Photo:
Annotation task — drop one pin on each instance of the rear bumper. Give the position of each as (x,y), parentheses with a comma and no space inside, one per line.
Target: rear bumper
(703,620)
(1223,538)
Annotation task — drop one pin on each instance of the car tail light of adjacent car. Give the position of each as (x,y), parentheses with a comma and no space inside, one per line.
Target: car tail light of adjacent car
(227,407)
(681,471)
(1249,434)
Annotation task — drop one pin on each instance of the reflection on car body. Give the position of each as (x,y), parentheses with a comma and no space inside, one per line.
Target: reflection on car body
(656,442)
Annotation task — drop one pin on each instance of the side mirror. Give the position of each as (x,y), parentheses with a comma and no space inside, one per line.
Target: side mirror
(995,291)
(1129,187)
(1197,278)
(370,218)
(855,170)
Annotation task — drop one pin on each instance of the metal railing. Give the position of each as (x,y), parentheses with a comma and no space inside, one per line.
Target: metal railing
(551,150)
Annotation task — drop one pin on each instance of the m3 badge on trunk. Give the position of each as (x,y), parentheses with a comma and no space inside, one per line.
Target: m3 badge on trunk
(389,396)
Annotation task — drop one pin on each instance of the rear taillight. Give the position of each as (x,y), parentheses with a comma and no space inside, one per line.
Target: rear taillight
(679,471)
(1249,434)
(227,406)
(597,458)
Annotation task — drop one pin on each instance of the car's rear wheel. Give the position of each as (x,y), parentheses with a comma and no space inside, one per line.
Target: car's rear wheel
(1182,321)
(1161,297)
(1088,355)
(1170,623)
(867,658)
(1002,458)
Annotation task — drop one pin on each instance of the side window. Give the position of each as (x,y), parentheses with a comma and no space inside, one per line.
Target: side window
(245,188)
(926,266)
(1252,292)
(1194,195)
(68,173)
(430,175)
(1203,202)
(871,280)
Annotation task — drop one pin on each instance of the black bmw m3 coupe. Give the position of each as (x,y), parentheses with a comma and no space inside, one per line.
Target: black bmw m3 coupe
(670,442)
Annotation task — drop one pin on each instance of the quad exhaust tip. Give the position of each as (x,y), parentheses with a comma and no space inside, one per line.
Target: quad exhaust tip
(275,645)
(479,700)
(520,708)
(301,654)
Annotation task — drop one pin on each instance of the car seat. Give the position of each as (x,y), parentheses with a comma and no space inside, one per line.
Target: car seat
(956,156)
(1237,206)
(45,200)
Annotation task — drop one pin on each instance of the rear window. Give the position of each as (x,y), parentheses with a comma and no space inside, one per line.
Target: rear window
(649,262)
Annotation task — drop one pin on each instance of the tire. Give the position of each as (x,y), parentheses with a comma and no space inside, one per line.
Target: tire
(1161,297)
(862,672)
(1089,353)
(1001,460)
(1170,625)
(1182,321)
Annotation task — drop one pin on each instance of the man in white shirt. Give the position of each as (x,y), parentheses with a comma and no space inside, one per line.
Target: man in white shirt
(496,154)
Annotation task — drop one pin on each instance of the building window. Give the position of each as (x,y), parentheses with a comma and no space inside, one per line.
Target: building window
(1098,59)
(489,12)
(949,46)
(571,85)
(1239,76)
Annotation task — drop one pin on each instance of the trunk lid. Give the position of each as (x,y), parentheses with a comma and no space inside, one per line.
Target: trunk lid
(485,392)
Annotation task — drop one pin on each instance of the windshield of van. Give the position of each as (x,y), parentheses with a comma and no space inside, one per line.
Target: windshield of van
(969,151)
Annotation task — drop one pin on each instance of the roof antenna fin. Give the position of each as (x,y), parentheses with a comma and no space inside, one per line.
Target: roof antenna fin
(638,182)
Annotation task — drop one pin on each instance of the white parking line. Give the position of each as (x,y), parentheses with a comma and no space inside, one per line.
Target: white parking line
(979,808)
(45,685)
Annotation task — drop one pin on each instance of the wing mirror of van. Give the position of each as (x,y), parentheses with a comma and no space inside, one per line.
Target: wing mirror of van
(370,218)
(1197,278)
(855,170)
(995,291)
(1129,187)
#####
WHAT NEEDS TO BE DONE →
Write out the material again, exactly as shown above.

EXPECTED ANSWER →
Photo:
Annotation task — drop one pin on each instance of the rear bumper. Give the position of each as (x,y), parentheses with a comma and no space inside, one per line.
Target: rear bumper
(703,620)
(1223,538)
Annotation task — drop one pin on each instance of the car tail light of adjacent car. Give the position of each as (x,y), parentheses with a comma and no space inside, one per line.
Target: car tail light of adjacent car
(227,407)
(681,471)
(1249,434)
Annotation task — drop one pin on each instance of the reflection on car body. Give the position of each as (x,y), parentheses with a comma and no space inside, one per line.
Target: reflection on car body
(656,442)
Annotation task — drop one pin on each instance of the side mirror. Give the position of each as (x,y), parentheses with a comma and no space inside, one per line.
Target: side mirror
(995,291)
(1129,187)
(1197,278)
(370,218)
(855,170)
Annotation task — drop one pin on each instance of the metal railing. Give the position of each as (x,y), parentheses with a comma and no space inside, one per line.
Target: metal railing
(551,150)
Annotation task — drop one pin on each instance of the m3 badge on trunk. Give the position of each as (x,y), parentheses with a comma and no space inside, one per line.
Target: m3 badge on trunk
(389,396)
Annotation task — drop one pin on each instance of the rear taillight. Give the position of each as (x,y), parentheses with a comma and no space inside, one per line.
Target: rear taillight
(679,471)
(1249,434)
(227,406)
(597,458)
Annotation task — drop one pin on each instance of the car's rear wheel. Give the position of each as (x,y), parentheses with a comma and no space inside, one per line.
Target: car's rear wheel
(1182,321)
(1161,297)
(1088,355)
(1170,623)
(867,658)
(1002,458)
Annotation task — drop one pin on each instance of the side window. Give the position of each as (x,y), parentheses with a comma and no space inside, one per line.
Target: side window
(245,188)
(926,266)
(1252,292)
(1194,195)
(68,173)
(430,175)
(1203,202)
(871,280)
Annotation task — drop one pin on each instance of the black bmw m3 coupe. Give the position of each as (x,y), parentheses with a comma and no space inside, one per line.
Target: black bmw m3 coupe
(670,442)
Annotation task — drop one pin on each instance of the quad exhaust tip. Give the position of each as (x,y), parentheses with a comma and no space inside, one per line.
Target: quad exhaust tip
(275,645)
(479,700)
(520,708)
(301,654)
Annotation task — drop one pin on each instance of the car seat. Give the position of each as (x,y), parentheses with a comma and no space inside, one per line.
Target: car seat
(956,156)
(1237,206)
(45,200)
Annotation task — drop one pin on each instance of the rear window. Give the position of each as (x,y), parentheses with a comma and no space inside, one per line.
Target: rear window
(649,262)
Annotation task — drop one pin on each instance of the tire. Give the position of each as (x,y), parentheses with a comma and no space inside, one per line.
Target: tire
(1161,297)
(862,672)
(1089,353)
(1001,460)
(1170,625)
(1182,321)
Annotation task — drop one pin on each instance of the man in white shirt. Give the position of each as (x,y), parentheses with a comma and no space inside, one per line.
Target: man in white shirt
(496,154)
Annotation task — drop one pin on each instance of the building window. Give the position of each as (x,y), parentheses with a comma and no space inside, one per line.
Target: building window
(1098,59)
(489,12)
(949,46)
(571,85)
(1239,76)
Annotation task — drop one pin on each instance of the trunk lid. Give the position of each as (x,y), parentheses with a comma and no space inside, one per line.
Target: trunk lid
(485,392)
Annotation task — drop one pin on each instance of the windshield of van. Give the position of each as (x,y), parentheses with a comma and no space inside, one per line.
Target: windshield of van
(969,151)
Annotation task — drop one pin on each instance of the roof antenna fin. Give the position of each as (x,y), parentheses with a comma and no space inside, one per line.
Target: roof antenna fin
(638,182)
Annotation task — drop one pin on each instance of the white parking line. Give the position of each as (x,y), parentheses with a comma and no space inside, one per line.
Target: white parking line
(979,808)
(45,685)
Annotation task — drop one pin on each instance of the wing mirror of van. Give the position of each as (x,y), parentheses with a comma and no space inside, one per line.
Target: wing mirror of van
(370,218)
(1197,278)
(855,170)
(995,291)
(1129,187)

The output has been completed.